§ Entries from a dataset

⟨

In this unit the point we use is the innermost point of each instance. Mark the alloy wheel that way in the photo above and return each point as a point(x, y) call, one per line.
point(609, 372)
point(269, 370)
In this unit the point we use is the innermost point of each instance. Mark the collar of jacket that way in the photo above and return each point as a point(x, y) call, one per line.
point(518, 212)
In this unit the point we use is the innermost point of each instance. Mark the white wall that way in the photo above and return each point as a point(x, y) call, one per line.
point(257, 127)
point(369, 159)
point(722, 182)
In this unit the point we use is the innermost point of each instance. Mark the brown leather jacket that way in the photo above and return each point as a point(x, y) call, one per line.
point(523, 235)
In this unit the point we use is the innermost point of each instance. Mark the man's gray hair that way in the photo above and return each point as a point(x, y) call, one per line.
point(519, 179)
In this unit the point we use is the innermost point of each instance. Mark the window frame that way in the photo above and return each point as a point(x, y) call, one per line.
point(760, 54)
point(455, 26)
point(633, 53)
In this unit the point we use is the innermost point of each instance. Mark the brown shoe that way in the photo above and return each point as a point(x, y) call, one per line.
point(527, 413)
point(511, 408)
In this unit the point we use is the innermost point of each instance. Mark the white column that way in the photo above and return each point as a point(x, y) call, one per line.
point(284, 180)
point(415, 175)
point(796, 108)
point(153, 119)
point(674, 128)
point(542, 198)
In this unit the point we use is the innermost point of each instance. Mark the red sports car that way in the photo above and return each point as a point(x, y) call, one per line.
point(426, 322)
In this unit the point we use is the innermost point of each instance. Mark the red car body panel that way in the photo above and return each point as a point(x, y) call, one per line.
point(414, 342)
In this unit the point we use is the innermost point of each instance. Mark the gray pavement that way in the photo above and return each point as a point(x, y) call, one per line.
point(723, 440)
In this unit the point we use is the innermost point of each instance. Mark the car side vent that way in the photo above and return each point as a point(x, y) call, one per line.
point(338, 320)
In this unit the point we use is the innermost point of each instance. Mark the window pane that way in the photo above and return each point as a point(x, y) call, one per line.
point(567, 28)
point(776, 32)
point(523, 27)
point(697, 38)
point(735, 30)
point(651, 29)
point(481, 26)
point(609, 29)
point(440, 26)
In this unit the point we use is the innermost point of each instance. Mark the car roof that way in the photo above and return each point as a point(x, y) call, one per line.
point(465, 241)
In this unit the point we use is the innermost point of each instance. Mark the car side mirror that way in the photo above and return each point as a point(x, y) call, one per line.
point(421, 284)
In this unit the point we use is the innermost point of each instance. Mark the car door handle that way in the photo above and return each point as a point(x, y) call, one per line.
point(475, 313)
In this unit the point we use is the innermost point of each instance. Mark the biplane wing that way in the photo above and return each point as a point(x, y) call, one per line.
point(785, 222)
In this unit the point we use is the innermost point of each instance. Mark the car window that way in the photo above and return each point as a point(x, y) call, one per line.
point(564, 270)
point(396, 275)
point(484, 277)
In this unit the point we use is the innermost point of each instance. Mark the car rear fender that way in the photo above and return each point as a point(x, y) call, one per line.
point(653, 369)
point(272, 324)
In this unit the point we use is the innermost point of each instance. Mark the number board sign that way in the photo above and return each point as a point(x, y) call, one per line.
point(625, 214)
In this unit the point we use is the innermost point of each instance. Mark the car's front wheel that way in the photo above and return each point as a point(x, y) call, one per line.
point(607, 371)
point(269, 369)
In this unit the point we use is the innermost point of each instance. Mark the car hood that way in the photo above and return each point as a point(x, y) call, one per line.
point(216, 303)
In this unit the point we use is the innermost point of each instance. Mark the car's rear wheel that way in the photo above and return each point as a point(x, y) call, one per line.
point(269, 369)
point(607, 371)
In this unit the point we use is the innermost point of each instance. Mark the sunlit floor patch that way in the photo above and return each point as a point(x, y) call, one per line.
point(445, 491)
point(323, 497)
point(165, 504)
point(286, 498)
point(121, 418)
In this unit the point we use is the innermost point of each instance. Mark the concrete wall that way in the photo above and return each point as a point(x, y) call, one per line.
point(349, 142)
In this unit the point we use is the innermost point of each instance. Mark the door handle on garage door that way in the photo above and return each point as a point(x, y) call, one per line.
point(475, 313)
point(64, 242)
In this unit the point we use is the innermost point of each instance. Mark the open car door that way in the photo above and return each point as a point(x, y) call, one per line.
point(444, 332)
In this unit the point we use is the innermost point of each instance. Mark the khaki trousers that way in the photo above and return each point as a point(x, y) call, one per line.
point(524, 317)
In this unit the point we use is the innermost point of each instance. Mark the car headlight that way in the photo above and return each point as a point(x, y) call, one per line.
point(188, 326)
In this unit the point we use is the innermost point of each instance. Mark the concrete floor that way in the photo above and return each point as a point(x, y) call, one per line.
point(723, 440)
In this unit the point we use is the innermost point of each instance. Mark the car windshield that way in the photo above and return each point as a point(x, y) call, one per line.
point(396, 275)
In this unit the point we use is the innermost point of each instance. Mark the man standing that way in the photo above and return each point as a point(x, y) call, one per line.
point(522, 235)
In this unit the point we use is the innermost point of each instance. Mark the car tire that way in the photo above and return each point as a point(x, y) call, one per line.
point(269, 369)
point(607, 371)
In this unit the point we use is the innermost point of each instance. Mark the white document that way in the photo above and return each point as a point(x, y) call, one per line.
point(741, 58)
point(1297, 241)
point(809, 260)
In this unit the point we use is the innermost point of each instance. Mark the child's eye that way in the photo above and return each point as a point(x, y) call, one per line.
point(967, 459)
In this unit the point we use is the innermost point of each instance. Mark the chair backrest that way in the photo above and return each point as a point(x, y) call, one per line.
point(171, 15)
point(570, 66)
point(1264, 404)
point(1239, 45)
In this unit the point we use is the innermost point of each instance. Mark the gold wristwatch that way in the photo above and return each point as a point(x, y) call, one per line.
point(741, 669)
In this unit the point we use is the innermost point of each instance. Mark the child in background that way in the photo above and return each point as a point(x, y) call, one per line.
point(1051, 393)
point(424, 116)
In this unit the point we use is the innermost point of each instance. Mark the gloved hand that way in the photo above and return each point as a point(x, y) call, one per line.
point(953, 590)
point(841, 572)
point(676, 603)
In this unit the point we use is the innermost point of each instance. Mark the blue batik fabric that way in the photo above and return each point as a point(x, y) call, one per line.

⟩

§ Do this
Switch "red" to "silver" in the lines starting at the one containing "the red sports" and ending at the one containing "point(414, 342)". Give back only those lines, with nothing else changed.

§ Exercise response
In this unit the point we use is the innermost point of each instance. Mark the silver sports car that way in the photo above and return each point as a point(x, y) call, one per line.
point(426, 322)
In this unit the point we use is the innermost point of each instance. Mark the silver car body panel that way in the photo above and return each point as a point(x, y) call, one per line.
point(414, 342)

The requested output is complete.